Problem a
Lay out every line of the records as a Markdown table with the columns Row and Line, giving each row a number and skipping blank lines. Leave the pictures out of the answer.

Text section
The intelligent parser system 102 may parse various sections of an electronic mail for scheduling a calendar appointment. The electronic mail for scheduling a calendar appointment may include texts, numerals, and symbols composed in a human readable form or language. The intelligent parser system 102 may receive information (e.g., texts, numerals, and symbols) from various sections of an electronic mail and parse the information to identify telephone number (TN), a personal identification or access number (PIN), description information, location information, timing information, and other information associated with a calendar appointment. In a particular embodiment, the intelligent parser system 102 may receive information from a location section of an electronic mail and parse the information to identify a telephone number (TN) and a personal identification or access number (PIN) associated with a calendar appointment.
The intelligent parser system 102 may receive feedback results in order to improve future parsing operations. For example, the intelligent parser system 102 may maintain a database of grammatical structures from previous correctly parsed operation. When similar grammatical structures are encountered in the future, the intelligent parser system 102 may utilize stored grammatical structures to perform the parsing operation. The intelligent parser system 102 may receive correctional feedbacks when incorrect parsing operation is performed. The intelligent parser system 102 may learn from correctional feedbacks to correct a grammatical structure identified in the incorrect parsing operation. The corrected grammatical structure may be stored by the intelligent parser system 102 for future parsing operations.
The plurality of recipient workstations 110(1-N) hosting the plurality of intelligent parser systems 102(1-N) may be a computer, a personal computer, a laptop, a cellular communication device, a workstation, a mobile device (e.g., smart phone), a phone, a handheld PC, a personal digital assistant (PDA), a thin system, a fat system, a network appliance, a network device (e.g., Tablets), an Internet browser, or other any other device that may be in communication with the source workstation 106 and the electronic mail system 108 via the communication network 104.
The communication network 104 may couple the plurality of recipient workstations 110(1-N) to the source workstation 106 and the electronic mail system 108. The communication network 104 may be a wireless network, a wired network or any combination of wireless network and wired network. For example, the communication network 104 may include one or more of a fiber optics network, a passive optical network, a cable network, an Internet network, a satellite network (e.g., operating in Band C, Band Ku or Band Ka), a wireless LAN, a Global System for Mobile Communication (GSM), a Personal Communication Service (PCS), a Personal Area Network (PAN), D-AMPS, Wi-Fi, Fixed Wireless Data, IEEE 802.11a, 802.11b, 802.15.1, 802.11n and 802.11g or any other wired or wireless network for transmitting and receiving a data signal. In addition, the communication network 104 may include, without limitation, telephone line, fiber optics, IEEE Ethernet 802.3, wide area network (WAN), local area network (LAN), global network such as the Internet, or long term evolution (LTE) mobile network technology. The communication network 104 may support an Internet network, a wireless communication network, a cellular network, or the like, or any combination thereof.

Data lines
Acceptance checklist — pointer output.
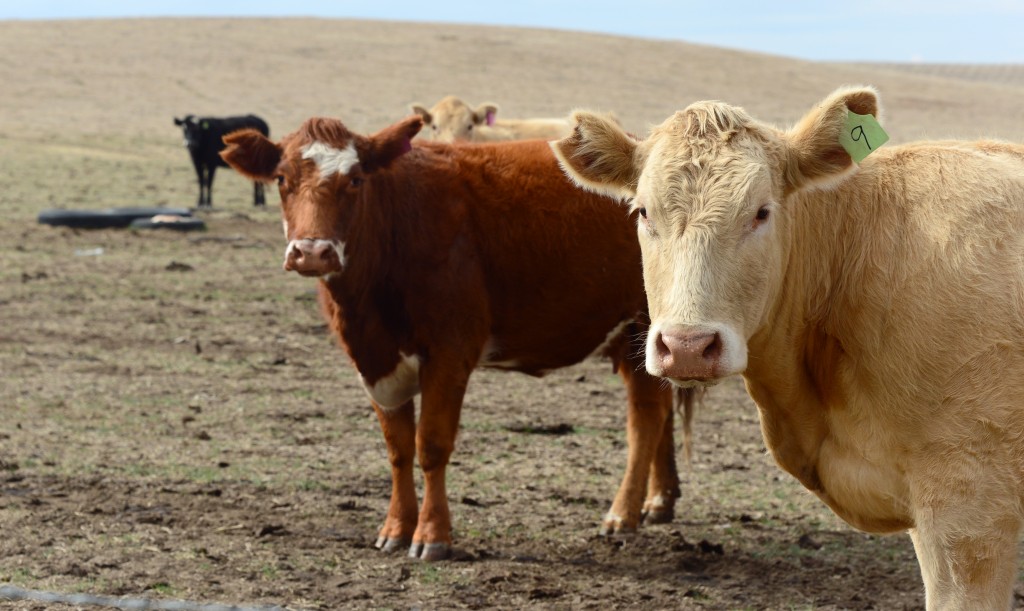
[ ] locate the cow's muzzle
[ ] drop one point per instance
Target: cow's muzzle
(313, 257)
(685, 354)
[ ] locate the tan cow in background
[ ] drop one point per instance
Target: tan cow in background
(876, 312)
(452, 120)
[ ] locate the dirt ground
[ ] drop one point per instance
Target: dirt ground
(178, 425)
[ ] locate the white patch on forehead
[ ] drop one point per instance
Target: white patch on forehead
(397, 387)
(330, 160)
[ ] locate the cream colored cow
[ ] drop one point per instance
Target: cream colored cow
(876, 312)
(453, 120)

Problem b
In the email parser description above, what does the intelligent parser system 102 keep a database of?

Written response a
| Row | Line |
|---|---|
| 1 | Acceptance checklist — pointer output. |
| 2 | [ ] locate the cow's muzzle |
| 3 | [ ] drop one point per instance |
| 4 | Target: cow's muzzle |
| 5 | (313, 257) |
| 6 | (685, 354) |
| 7 | [ ] locate the tan cow in background |
| 8 | [ ] drop one point per instance |
| 9 | Target: tan cow in background |
| 10 | (876, 312) |
| 11 | (452, 120) |
| 12 | [ ] locate the dirt ground |
| 13 | [ ] drop one point per instance |
| 14 | Target: dirt ground |
| 15 | (178, 425) |
| 16 | [ ] locate the white patch on forehead |
| 17 | [ ] drop one point per instance |
| 18 | Target: white patch on forehead |
| 19 | (397, 387) |
| 20 | (330, 160) |
| 21 | [ ] locate the cream colored cow |
| 22 | [ ] drop one point per instance |
| 23 | Target: cream colored cow |
| 24 | (876, 312) |
| 25 | (453, 120) |

Written response b
It keeps a database of grammatical structures from previous correctly parsed operations.